[[ Dataset, beginning ]]

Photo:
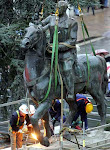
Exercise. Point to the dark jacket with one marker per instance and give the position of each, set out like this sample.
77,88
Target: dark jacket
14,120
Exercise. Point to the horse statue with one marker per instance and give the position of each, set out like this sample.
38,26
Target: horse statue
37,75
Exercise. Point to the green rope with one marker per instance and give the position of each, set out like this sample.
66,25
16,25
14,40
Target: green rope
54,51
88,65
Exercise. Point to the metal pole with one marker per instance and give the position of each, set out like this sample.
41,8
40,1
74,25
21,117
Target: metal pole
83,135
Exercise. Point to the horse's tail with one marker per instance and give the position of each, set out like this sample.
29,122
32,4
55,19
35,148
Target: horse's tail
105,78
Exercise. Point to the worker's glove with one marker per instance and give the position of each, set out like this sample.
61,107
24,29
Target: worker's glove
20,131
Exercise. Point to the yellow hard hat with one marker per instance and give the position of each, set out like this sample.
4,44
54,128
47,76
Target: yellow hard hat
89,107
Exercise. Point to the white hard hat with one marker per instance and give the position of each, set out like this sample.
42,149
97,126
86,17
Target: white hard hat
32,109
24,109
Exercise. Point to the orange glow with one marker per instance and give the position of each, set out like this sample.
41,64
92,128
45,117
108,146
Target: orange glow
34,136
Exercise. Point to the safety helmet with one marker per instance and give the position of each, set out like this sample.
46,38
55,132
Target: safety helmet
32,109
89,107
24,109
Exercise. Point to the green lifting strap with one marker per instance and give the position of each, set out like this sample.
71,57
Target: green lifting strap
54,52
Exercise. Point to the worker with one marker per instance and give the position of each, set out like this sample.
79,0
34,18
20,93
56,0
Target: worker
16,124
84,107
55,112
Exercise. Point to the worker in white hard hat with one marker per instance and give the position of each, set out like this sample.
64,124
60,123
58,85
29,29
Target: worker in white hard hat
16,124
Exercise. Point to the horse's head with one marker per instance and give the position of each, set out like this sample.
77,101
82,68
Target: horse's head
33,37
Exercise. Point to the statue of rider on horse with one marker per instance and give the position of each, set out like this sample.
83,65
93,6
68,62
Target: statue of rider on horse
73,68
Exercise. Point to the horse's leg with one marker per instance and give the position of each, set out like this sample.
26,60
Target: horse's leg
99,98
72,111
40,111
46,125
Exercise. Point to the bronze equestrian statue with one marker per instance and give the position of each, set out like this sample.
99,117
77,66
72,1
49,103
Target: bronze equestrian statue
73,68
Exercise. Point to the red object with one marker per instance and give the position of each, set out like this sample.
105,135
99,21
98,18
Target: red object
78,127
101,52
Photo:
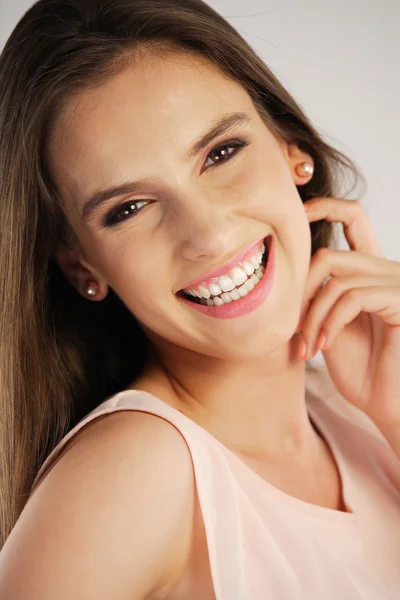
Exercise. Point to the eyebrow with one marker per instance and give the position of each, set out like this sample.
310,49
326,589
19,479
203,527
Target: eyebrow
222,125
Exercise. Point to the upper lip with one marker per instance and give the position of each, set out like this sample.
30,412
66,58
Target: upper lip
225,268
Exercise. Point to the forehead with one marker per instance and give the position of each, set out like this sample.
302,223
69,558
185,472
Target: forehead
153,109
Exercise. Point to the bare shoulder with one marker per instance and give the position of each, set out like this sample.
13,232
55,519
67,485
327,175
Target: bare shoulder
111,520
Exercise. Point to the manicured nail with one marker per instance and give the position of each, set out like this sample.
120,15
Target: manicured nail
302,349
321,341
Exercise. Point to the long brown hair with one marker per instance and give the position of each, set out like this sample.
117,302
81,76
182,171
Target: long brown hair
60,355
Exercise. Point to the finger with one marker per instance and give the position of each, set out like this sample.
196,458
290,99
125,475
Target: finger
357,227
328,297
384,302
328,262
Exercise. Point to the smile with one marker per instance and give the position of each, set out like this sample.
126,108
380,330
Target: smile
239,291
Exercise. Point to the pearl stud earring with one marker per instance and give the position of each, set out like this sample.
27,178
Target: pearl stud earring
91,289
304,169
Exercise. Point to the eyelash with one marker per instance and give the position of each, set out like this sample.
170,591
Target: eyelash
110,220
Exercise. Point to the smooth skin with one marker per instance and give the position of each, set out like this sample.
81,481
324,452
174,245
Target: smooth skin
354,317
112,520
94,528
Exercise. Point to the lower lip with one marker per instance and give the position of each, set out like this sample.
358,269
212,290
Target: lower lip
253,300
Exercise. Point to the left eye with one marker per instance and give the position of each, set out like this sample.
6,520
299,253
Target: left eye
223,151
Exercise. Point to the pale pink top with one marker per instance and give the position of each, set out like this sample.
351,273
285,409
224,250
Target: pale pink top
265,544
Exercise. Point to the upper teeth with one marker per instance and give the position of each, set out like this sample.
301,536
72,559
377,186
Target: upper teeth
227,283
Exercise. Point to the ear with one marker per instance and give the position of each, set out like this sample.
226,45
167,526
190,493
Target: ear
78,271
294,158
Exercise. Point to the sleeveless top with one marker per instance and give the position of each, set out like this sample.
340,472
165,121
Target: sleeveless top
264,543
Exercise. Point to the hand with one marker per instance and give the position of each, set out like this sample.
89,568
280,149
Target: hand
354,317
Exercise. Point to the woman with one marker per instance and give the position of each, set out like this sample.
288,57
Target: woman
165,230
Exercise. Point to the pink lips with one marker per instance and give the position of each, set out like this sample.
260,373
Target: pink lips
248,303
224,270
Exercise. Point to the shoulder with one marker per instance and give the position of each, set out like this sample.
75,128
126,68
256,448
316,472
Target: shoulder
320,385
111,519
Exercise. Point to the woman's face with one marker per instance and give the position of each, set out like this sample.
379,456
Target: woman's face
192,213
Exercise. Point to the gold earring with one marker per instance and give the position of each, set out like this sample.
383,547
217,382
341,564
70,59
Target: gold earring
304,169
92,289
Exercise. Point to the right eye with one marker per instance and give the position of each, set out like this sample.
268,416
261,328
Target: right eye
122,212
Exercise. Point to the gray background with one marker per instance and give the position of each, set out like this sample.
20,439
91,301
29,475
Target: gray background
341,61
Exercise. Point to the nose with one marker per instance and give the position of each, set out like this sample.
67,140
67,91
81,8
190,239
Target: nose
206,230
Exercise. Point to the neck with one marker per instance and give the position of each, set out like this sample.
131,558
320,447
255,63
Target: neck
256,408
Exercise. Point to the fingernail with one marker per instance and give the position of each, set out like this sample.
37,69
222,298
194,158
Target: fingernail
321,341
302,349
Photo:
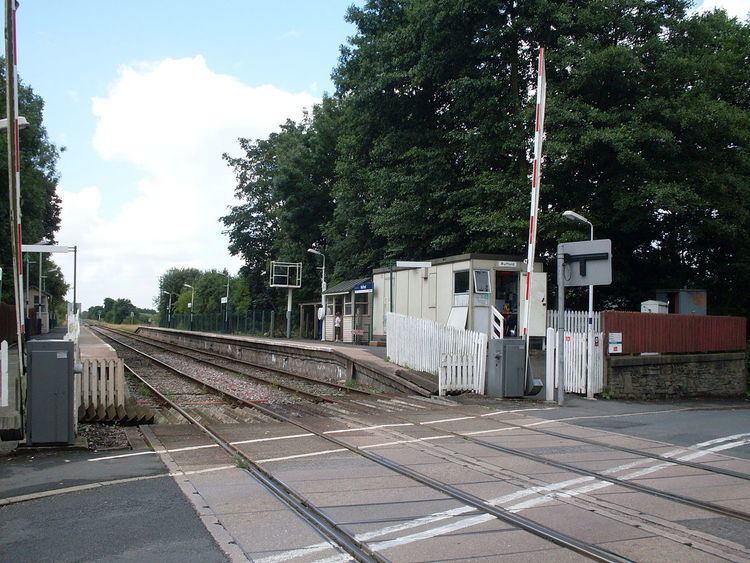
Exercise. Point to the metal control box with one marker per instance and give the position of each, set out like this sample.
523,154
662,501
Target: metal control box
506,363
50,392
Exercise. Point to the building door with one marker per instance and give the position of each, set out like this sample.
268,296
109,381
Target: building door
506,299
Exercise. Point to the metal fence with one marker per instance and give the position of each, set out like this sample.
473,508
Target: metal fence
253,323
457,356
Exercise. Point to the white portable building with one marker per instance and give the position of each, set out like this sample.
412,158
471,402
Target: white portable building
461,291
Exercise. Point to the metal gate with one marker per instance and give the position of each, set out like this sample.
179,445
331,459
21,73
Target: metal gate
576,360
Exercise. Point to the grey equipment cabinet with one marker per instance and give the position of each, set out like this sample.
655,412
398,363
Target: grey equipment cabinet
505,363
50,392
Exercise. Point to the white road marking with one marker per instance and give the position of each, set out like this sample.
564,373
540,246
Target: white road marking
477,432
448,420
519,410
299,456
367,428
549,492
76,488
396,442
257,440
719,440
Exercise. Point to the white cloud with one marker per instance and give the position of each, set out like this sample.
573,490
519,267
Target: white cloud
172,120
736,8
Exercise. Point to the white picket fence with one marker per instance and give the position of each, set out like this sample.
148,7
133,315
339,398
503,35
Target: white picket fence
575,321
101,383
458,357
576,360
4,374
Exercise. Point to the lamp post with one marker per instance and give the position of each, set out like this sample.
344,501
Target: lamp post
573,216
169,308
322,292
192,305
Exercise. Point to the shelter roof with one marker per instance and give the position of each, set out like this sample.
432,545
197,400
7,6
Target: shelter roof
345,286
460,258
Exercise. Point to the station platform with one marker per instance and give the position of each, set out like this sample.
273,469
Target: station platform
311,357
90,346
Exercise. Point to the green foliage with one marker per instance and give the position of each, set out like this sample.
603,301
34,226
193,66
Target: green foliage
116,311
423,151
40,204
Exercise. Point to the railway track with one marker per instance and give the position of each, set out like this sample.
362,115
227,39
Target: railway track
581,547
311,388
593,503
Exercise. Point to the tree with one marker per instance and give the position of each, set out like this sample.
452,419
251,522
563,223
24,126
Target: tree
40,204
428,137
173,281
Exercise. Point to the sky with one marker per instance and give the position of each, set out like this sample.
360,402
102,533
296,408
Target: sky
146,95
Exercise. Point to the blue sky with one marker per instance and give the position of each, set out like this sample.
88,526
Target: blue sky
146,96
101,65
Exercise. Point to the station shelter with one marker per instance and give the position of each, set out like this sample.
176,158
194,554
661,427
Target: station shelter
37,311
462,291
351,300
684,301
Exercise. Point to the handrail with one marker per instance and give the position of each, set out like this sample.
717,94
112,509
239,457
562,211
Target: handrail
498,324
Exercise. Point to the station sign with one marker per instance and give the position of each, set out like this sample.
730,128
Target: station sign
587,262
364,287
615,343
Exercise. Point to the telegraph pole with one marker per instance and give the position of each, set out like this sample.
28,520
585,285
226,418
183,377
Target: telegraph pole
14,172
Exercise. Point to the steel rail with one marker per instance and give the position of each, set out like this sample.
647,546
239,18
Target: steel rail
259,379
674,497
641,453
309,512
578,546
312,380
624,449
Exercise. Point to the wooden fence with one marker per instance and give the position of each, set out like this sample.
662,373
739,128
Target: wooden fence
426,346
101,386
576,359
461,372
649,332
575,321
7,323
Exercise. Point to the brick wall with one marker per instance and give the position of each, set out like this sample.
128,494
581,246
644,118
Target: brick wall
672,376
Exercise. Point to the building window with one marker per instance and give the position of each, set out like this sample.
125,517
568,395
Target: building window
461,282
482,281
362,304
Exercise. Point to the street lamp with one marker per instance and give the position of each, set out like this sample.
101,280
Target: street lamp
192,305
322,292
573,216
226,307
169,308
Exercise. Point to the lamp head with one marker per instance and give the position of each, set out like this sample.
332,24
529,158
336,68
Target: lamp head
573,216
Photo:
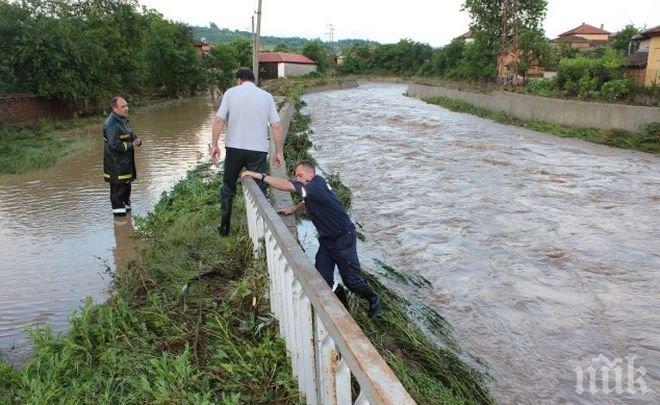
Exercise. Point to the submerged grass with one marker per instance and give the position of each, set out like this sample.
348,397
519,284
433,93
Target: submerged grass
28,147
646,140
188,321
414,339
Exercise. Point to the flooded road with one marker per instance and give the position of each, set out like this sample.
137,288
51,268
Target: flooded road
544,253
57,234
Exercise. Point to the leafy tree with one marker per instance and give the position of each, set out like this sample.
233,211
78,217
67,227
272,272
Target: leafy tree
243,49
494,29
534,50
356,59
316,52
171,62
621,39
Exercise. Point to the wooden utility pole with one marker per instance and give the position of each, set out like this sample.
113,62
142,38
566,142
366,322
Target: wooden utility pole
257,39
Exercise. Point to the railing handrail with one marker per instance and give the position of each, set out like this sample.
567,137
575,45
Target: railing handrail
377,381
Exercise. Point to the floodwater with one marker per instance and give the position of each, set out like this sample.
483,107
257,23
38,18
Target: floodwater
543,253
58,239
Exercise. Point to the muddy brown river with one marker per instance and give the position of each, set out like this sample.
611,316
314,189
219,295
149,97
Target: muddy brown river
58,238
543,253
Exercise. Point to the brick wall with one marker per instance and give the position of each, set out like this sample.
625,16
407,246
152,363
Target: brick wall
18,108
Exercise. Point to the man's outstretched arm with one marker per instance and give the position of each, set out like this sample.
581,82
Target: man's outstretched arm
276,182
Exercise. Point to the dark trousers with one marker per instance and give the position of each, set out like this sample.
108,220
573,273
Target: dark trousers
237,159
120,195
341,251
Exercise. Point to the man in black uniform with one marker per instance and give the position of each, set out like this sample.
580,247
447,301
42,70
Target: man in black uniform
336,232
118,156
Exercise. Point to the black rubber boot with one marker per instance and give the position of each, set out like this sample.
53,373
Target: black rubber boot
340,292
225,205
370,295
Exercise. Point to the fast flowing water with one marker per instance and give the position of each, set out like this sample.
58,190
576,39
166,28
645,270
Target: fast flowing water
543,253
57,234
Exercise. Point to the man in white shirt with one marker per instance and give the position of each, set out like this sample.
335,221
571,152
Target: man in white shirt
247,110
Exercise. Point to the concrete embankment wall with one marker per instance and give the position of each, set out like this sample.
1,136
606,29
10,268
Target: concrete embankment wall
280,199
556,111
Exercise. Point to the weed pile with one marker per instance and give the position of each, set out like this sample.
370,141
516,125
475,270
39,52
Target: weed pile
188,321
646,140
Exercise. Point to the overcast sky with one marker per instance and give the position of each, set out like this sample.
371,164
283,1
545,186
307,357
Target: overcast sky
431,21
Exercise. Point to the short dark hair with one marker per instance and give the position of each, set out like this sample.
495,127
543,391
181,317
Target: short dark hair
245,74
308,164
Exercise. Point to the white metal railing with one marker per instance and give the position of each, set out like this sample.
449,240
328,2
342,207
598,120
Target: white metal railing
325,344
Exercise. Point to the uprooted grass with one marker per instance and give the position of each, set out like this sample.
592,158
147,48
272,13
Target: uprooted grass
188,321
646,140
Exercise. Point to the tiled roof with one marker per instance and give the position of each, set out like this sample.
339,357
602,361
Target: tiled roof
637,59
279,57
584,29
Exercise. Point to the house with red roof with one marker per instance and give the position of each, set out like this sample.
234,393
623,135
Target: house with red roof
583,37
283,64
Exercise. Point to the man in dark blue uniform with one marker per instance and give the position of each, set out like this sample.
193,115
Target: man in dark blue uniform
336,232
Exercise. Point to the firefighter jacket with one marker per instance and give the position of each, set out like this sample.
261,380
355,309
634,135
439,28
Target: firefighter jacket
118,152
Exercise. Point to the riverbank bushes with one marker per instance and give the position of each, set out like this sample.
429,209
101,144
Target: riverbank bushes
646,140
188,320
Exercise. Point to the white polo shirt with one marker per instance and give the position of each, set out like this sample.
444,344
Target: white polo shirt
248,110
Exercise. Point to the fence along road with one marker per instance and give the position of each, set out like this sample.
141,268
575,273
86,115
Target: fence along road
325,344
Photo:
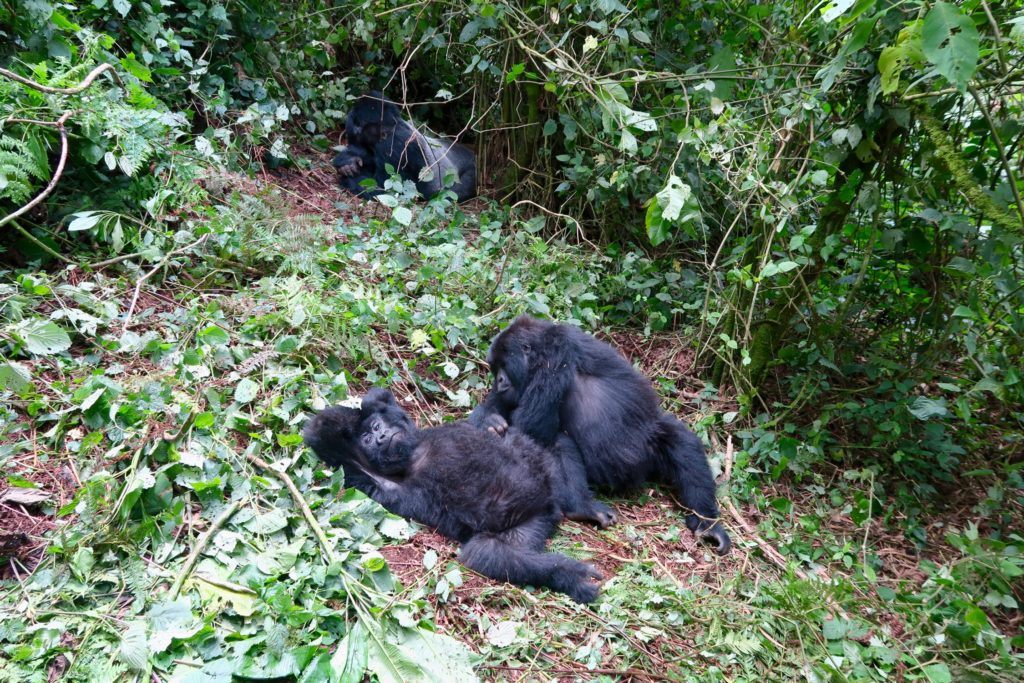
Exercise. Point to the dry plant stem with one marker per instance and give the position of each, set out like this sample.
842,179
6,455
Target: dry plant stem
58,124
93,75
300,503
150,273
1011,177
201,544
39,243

[[ Dataset, end ]]

■ What the task requires ■
Above are some entries; copy exactly the lines from the line with "Exercise. Point to the nose" through the line with "Exercise. Point to the metal control", both included, but none of the pictures.

■ Solution to this exercise ■
Exercise. Point to the nose with one marker per instance and give the position of each, set out like this sample.
67,140
67,91
81,8
190,239
Target: nose
206,230
Exercise. Point to the neck with one marker per instance and give the position of each, set out like this sample.
131,558
320,447
255,63
Target: neck
256,408
Exercise. Point to the fingernail with one marker per instance and give the position of each, set out like this sample.
37,69
222,298
194,158
Target: fingernail
321,341
302,349
Photo:
Exercise. Point to the metal control box with one marker per instance and give the position of each, set out like this sample.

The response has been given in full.